__CONSIGNE__:
Répondez brièvement à ces questions sur l'extrait ci-dessous.
1. Quelle objection à la propriété collective y est jugée la plus forte ?
2. À quoi l'extrait refuse-t-il d'attribuer la décadence du régime de la communauté ?
3. Quelle institution de l'Europe moderne y est donnée en exemple d'une trace qui remonterait aux barbares ?

__EXTRAIT__:
-------

En résumé, je n’oserais, pour ma part, affirmer que le mode de propriété des âges primitifs est absolument incapable de s’adapter aux besoins du monde moderne. De toutes les objections adressées à la propriété collective, la plus forte à mes yeux est précisément celle que fournit l’antiquité même de la tenure commune du sol.

S’il était utile aux habitants et conforme à la loi naturelle du progrès, comment le régime de la communauté a-t-il presque entièrement disparu des pays les plus riches et les plus civilisés ? Cette décadence ne saurait s’attribuer à des circonstances fortuites. Lorsqu’une institution, qui a existé autrefois sur de vastes espaces, ne se retrouve plus qu’à l’état de vestiges, dans quelques contrées isolées, n’est-on pas tenté de la croire inconciliable avec le développement des sociétés humaines ? — C’est là, on ne saurait le nier, un sérieux motif de douter de l’avenir de la propriété commune. Quelle qu’en soit la valeur, cette objection n’est toutefois pas décisive. Rien ne démontre qu’un procédé économique de l’enfance des sociétés ne puisse être rajeuni et approprié à l’esprit d’une civilisation déjà mûre. Ne pourrait-on pas découvrir dans les lois ou les coutumes de l’Europe moderne, dans le jury par exemple, plus d’une trace qui remonte aux barbares ? Et quand cela ne serait point, n’y a-t-il pas quelque témérité à interdire aux sociétés humaines toute voie en dehors des routes frayées, ou à prétendre que tous les peuples doivent exactement passer par les mômes étapes ?

-------

__Données de détection d'objets__:

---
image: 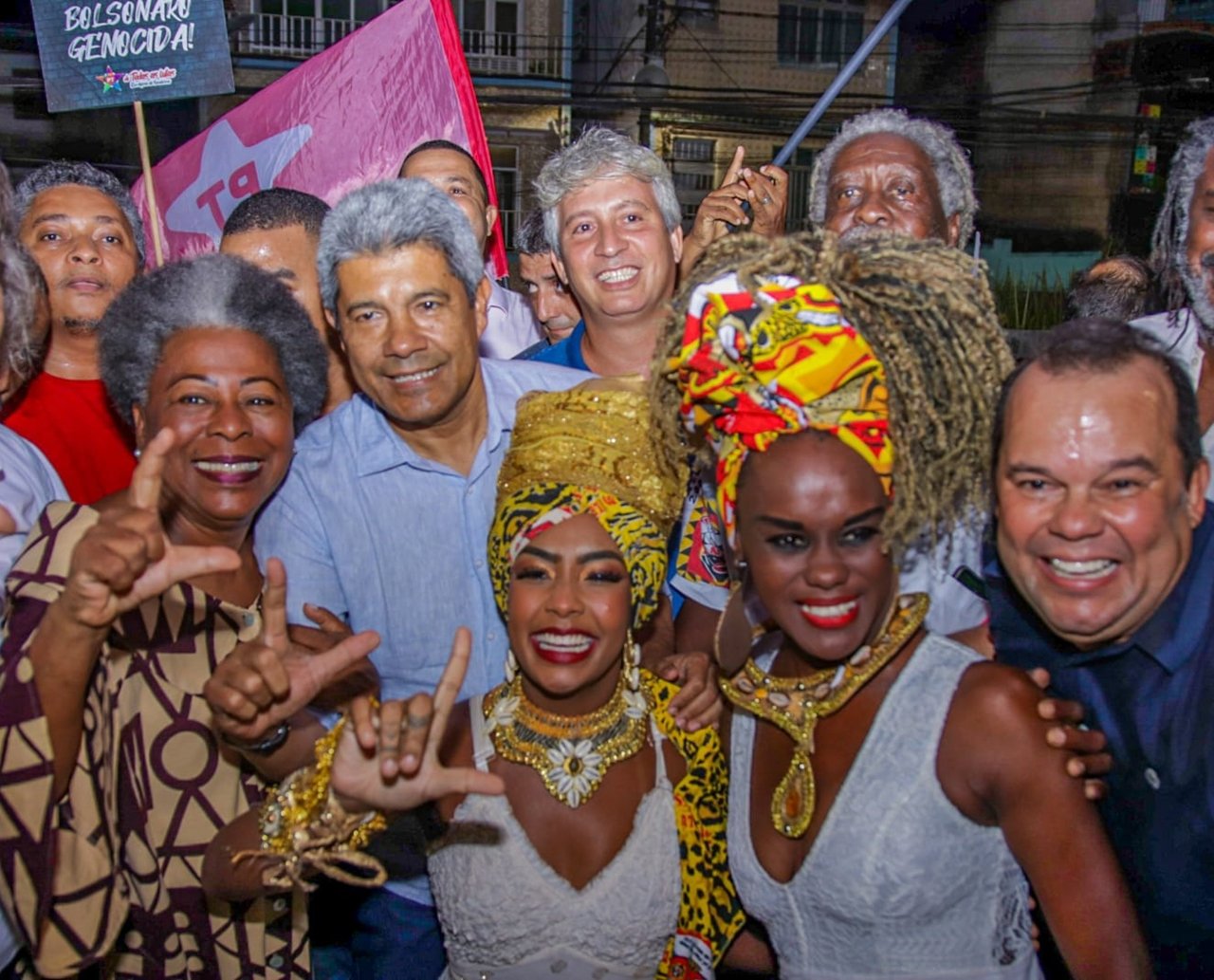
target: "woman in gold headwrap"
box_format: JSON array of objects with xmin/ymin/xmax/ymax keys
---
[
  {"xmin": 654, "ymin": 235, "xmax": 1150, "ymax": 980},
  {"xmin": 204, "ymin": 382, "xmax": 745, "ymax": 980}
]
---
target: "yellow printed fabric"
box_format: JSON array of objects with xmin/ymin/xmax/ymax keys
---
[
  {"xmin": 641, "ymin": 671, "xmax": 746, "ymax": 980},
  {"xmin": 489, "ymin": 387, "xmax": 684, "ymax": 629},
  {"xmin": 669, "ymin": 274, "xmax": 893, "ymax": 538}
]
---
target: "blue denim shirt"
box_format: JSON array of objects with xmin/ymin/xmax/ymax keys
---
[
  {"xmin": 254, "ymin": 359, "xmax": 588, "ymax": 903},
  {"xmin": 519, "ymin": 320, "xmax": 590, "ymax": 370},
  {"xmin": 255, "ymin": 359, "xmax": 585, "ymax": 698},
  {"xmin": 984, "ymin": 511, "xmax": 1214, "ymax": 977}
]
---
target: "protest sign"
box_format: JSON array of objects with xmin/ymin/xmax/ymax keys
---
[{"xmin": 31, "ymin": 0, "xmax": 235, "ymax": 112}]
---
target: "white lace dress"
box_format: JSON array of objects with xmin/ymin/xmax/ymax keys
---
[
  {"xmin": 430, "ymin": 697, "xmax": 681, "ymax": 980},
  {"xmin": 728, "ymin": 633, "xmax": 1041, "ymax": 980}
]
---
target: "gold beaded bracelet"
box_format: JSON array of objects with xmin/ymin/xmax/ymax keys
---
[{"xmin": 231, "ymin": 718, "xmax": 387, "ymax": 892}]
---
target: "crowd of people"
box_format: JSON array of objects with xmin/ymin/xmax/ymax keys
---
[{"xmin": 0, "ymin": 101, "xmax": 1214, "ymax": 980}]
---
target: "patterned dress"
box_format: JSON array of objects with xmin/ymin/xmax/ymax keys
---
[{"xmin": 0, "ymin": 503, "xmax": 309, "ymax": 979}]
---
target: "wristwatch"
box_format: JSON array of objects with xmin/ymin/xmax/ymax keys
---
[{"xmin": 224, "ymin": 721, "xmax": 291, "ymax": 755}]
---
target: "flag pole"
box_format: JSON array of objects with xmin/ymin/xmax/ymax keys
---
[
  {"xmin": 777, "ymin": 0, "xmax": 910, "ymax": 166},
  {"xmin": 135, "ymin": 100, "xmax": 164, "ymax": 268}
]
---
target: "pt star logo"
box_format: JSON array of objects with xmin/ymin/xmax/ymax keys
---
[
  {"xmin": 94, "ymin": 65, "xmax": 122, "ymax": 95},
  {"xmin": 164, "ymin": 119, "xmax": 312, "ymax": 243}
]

-------

__RÉPONSE RÉDIGÉE__:
1. Celle que fournit l'antiquité même de la tenure commune du sol.
2. À des circonstances fortuites.
3. Le jury.